* Problem statement: Lines from the one containing "of the treeline" through the end of the data below are to be transcribed exactly; leave out all others.

* Supplied material:
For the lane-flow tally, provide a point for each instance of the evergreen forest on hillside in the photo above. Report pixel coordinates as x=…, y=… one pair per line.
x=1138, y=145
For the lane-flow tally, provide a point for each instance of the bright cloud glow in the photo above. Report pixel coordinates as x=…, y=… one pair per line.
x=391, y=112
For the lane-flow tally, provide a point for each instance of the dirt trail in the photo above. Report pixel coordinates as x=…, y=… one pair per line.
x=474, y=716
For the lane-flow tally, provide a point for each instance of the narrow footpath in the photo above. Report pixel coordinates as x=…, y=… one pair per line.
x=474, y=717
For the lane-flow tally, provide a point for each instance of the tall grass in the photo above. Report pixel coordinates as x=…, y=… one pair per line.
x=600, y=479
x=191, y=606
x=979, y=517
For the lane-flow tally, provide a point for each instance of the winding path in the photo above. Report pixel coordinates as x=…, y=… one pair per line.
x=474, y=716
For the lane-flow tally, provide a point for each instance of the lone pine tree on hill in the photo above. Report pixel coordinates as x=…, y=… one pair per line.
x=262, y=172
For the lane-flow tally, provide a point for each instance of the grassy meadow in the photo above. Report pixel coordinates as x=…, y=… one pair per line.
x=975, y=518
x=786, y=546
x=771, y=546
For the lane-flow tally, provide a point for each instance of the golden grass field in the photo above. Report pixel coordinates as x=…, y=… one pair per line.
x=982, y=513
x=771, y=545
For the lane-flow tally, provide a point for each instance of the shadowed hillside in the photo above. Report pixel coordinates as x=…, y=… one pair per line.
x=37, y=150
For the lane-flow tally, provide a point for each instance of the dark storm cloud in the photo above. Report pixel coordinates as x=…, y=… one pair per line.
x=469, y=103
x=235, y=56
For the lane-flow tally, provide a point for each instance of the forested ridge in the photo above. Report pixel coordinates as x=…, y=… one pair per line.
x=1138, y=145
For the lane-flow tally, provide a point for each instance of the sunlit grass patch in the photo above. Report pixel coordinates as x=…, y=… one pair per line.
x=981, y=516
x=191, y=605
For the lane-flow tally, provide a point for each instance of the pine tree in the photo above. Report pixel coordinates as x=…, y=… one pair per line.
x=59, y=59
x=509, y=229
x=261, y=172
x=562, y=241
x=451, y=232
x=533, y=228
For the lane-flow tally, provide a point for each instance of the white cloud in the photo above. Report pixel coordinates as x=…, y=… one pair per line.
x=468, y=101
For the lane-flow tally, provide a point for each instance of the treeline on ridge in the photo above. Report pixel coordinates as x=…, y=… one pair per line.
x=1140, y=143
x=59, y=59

* Exercise answer:
For the lane-flow tally, provide a point for each instance of the treeline on ridge in the photo above. Report pixel coordinates as x=…, y=… one pair per line.
x=1140, y=143
x=59, y=59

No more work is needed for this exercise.